▼▼▼

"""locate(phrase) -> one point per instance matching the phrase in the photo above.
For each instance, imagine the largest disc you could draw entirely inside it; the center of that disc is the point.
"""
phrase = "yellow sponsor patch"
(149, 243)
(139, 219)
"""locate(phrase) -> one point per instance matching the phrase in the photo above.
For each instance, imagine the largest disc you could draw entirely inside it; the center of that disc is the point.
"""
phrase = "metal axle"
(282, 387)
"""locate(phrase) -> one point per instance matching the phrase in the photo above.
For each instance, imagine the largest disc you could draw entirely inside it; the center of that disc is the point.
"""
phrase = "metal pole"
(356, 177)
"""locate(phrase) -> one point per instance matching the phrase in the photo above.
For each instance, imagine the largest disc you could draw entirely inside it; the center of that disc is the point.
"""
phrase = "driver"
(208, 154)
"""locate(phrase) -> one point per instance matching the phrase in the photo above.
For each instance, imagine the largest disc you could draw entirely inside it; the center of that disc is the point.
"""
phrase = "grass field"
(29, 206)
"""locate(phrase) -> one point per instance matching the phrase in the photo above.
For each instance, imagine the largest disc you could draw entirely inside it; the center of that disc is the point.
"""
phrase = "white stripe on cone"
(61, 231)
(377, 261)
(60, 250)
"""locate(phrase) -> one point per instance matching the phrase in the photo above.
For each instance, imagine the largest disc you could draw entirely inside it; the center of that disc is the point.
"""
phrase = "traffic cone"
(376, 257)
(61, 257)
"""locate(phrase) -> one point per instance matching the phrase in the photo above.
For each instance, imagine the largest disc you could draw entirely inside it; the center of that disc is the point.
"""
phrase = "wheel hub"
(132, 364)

▲▲▲

### WHAT IS REQUIRED
Reproduce the listing shown above in its entirety, exactly.

### RESULT FOR THIS EXERCISE
"""locate(phrase) -> one point per instance matching the phrase in the photo above.
For each instance, imagine the largest disc you could draw entirely inside it; the center of that disc is the point.
"""
phrase = "yellow sponsor patch"
(149, 243)
(139, 219)
"""locate(phrase) -> one point per instance matching the phrase in the photo above.
For each instance, imagine the largest disc you could draw entirely inside it; the center of that disc is the point.
"""
phrase = "metal axle"
(282, 387)
"""locate(phrase) -> one point per instance matching the phrase in the photo above.
For each instance, imagine the largest disc you could draw entirely inside it; the center of that disc is the point.
"""
phrase = "metal pole"
(356, 177)
"""locate(phrase) -> one point per instance matching the phrase in the photo above.
For each instance, imagine the largest disc you could draw entirely inside it; the center of that disc is the point.
"""
phrase = "driver"
(208, 154)
"""locate(phrase) -> one point per instance matching the phrase in the photo above.
For each instance, imagine the largest disc you could draw entirely inside it; the center of that disc is the point.
"""
phrase = "grass field"
(29, 206)
"""locate(phrase) -> one point per instance matching the phrase in the photo above.
For each instance, imagine the largest disc you could draw entirely inside it; the center of that disc is the point.
"""
phrase = "white stripe on cone"
(61, 231)
(377, 261)
(60, 250)
"""locate(phrase) -> one point per instance matching the phrase in the photo above.
For each instance, imagine the largest disc you could draw entirely inside it; the center of that disc is the point.
"""
phrase = "traffic cone"
(376, 257)
(61, 257)
"""locate(phrase) -> one point per instance matching the phrase in the photo above.
For each instance, imagine the largest disc you could draw entirely inside it; the center of that disc is the point.
"""
phrase = "wheel hub"
(132, 364)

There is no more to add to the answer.